* Text section *
- - - - - - -
Until so surrendered, outstanding Certificates will be deemed from
and after the Effective Time, for all corporate purposes, to
evidence only the right to receive upon surrender thereof the
number of whole shares of Parent Common Stock to which such holder
is entitled pursuant to Section 2.6(b), an amount in cash in
lieu of the issuance of any fractional shares in accordance with
Section 2.6(g) and any dividends or distributions payable
pursuant to Section 2.8(b). No interest will be paid or
accrued on any cash payable in lieu of fractional shares of Parent
Common Stock or on any unpaid dividends or distributions payable to
holders of Certificates. In the event of a transfer of ownership of
shares of Company Stock that is not registered in the transfer
records of the Company, a certificate representing the proper
number of shares of Parent Common Stock and cash payable in lieu of
fractional shares may be issued to a transferee if the Certificate
representing such shares of Company Stock is presented to Parent,
accompanied by all documents required to evidence and effect such
transfer and by evidence that any applicable stock transfer taxes
have been paid.
- - - - - - -
* Information shown *
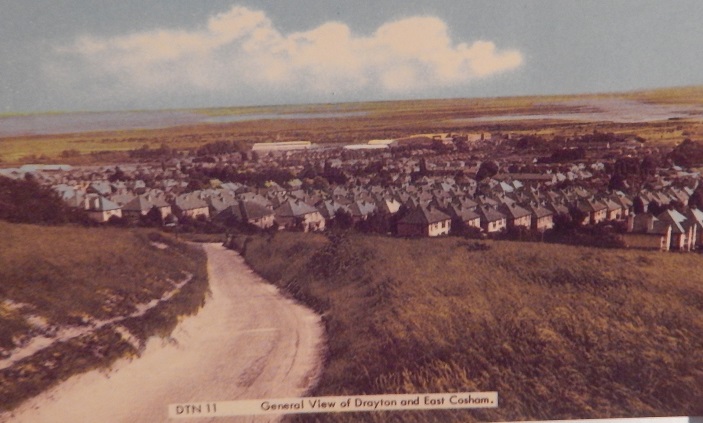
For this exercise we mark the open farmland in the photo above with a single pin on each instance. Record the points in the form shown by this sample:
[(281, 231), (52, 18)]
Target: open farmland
[(595, 334), (72, 142)]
- - - - - - -
* What this exercise asks *
1) According to the certificate surrender provision, is interest paid on cash payable in lieu of fractional shares of Parent Common Stock?
2) Based on the certificate surrender provision, when may a certificate for Parent Common Stock be issued to a transferee whose transfer of Company Stock is not registered in the Company's transfer records?
3) Pick up the certificate surrender provision after its final sentence and write the next part.

* Answers to each task *
1) No, no interest will be paid or accrued on that cash.

2) It may be issued when the Certificate representing those shares of Company Stock is presented to Parent. The Certificate must come with all documents required to evidence and effect the transfer. There must also be evidence that any applicable stock transfer taxes have been paid.

3)
(b) Distributions With Respect to Unexchanged Shares . No
dividends or other distributions declared or made after the date
hereof with respect to Parent Common Stock with a record date after
the Effective Time will be paid to the holders of any unsurrendered
Certificates with respect to the shares of Parent Common Stock
represented thereby until the holders of record of such
Certificates shall surrender such Certificates. Subject to
applicable law, following surrender of any such Certificates,
Parent shall deliver to the record holders thereof, without
interest, (i) promptly after such surrender, the amount of any
cash payable with respect to a fractional share of Parent Common
Stock to which such holder is entitled pursuant to
Section 2.6(g) and the amount of dividends or other
distributions with a record date after the Effective Time
theretofore paid with respect to the whole shares of Parent Common
Stock represented thereby, and (ii) at the appropriate payment
date, the amount of dividends or other distributions with a record
date after the Effective Time but prior to surrender and a payment
date occurring after surrender, payable with respect to such whole
shares of Parent Common Stock.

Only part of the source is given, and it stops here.